SOURCE MATERIAL:
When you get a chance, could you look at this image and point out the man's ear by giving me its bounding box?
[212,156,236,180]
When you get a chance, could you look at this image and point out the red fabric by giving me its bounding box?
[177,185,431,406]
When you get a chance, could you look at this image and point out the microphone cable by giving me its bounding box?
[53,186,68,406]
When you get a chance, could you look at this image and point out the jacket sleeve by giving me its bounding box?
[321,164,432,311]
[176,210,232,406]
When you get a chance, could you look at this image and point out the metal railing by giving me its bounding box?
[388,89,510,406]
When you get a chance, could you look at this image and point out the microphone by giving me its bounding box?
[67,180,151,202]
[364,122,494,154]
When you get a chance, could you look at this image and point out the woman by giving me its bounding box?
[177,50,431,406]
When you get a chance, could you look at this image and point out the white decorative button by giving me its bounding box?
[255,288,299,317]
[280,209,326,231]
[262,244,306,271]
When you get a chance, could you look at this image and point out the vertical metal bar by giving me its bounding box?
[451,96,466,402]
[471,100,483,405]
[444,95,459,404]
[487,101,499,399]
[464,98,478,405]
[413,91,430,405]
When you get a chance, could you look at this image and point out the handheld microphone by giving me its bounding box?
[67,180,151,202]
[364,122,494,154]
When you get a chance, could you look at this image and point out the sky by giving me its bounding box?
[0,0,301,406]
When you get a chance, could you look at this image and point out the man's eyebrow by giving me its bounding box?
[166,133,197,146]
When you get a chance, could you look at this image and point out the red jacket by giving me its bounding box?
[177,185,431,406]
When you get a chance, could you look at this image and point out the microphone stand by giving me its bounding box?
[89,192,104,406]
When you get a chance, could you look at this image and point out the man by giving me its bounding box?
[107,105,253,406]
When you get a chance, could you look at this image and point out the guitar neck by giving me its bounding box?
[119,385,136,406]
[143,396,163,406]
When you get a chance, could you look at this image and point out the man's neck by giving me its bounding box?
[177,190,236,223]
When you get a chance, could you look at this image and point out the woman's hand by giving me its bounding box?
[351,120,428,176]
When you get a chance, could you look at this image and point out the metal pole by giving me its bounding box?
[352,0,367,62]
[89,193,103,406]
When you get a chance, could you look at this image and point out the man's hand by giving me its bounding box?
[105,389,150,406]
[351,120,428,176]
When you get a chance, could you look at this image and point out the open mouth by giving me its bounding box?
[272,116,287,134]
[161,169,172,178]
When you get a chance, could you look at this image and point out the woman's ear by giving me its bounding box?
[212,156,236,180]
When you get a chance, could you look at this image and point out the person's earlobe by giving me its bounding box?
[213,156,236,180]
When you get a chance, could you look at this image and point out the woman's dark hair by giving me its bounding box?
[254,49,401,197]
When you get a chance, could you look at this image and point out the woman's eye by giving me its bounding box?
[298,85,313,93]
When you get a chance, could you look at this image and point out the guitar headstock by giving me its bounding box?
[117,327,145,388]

EXERCISE DIRECTIONS: Copy out all of the items above word for word, without changing anything.

EXERCISE SOLUTION:
When you get a chance, could you look at this image and point out the man's ear by giving me its bounding box?
[212,156,236,180]
When you get a chance, could you look at this image and point out the red fabric by giving me its bounding box?
[177,185,431,406]
When you get a chance, could you look at this image and point out the microphone cable by giving me its bounding box?
[53,186,68,406]
When you get a chance, could you look at this image and point out the jacket sleeve by giving me its bounding box?
[321,164,432,311]
[176,210,232,406]
When you get a chance, could you look at this image and point out the metal railing by giving me its bounding box?
[388,89,510,406]
When you get a chance, could you look at this image and point out the microphone by giving me its bounding box?
[67,180,151,202]
[364,122,494,154]
When you get a chance, could you look at this image and point out the woman by giving me its bounding box?
[177,50,431,406]
When you get a chance, could you look at this image and point out the white decorative button by giving me its bounding box?
[255,288,299,317]
[280,209,326,231]
[262,244,306,271]
When you get a chance, could you look at this image and point out the vertical metal bar by giving me its bounding box?
[451,96,466,402]
[471,100,483,405]
[444,95,459,404]
[487,101,499,399]
[464,98,478,405]
[413,91,430,405]
When you get a chance, could you look at this image and point out the handheld microphone by giving me its bounding box?
[67,180,151,202]
[364,122,494,154]
When you get a chance, could you look at this image and point out the sky by giving me its bounding box?
[0,0,301,406]
When you get a chance, could you look at this image and point out the man's eyebrow by giving me its bounding box?
[166,133,197,146]
When you get a chance, could you look at this image and point out the red jacket by giving me its bounding box?
[177,185,431,406]
When you get a chance, could you look at this image and point out the microphone stand by giving me its bounding box?
[89,192,104,406]
When you get a chance, could you look at this image and point out the man by giving me its bounding box?
[107,105,253,406]
When you get a chance, could you look at this image and point out the guitar neck by giving me its bounding box?
[119,385,136,406]
[143,396,163,406]
When you get a chance, could you look at this image and point out the man's neck by giving me its bounding box?
[177,190,236,223]
When you get a chance, could you look at this image and point out the woman's hand by giving me its bounding box?
[351,120,428,176]
When you get a chance, could you look at this image and point out the metal pole by giving me its bounding box?
[352,0,367,62]
[89,193,103,406]
When you get a chance, could you look at this image and point out the man's hand by giving me its bounding box?
[105,389,150,406]
[351,120,428,176]
When you get a chance, could you look at this image and point out the open mouth by giving me its bounding box?
[272,116,287,134]
[161,169,172,178]
When you get a chance, could you look at this image and point out the woman's ear by giving me its bounding box?
[212,156,236,180]
When you get a chance, could you look at this image and point out the person's earlobe by giving me its bounding box?
[213,156,236,180]
When you get a chance, could you look at this image and point out the woman's dark hair by giving me its bounding box?
[254,49,401,197]
When you get a chance, could you look at this image and point out the woman's eye by giving me its bounding box?
[298,85,313,93]
When you get a chance, could you look at this image and point out the guitar headstock by giving me its bounding box?
[117,327,145,388]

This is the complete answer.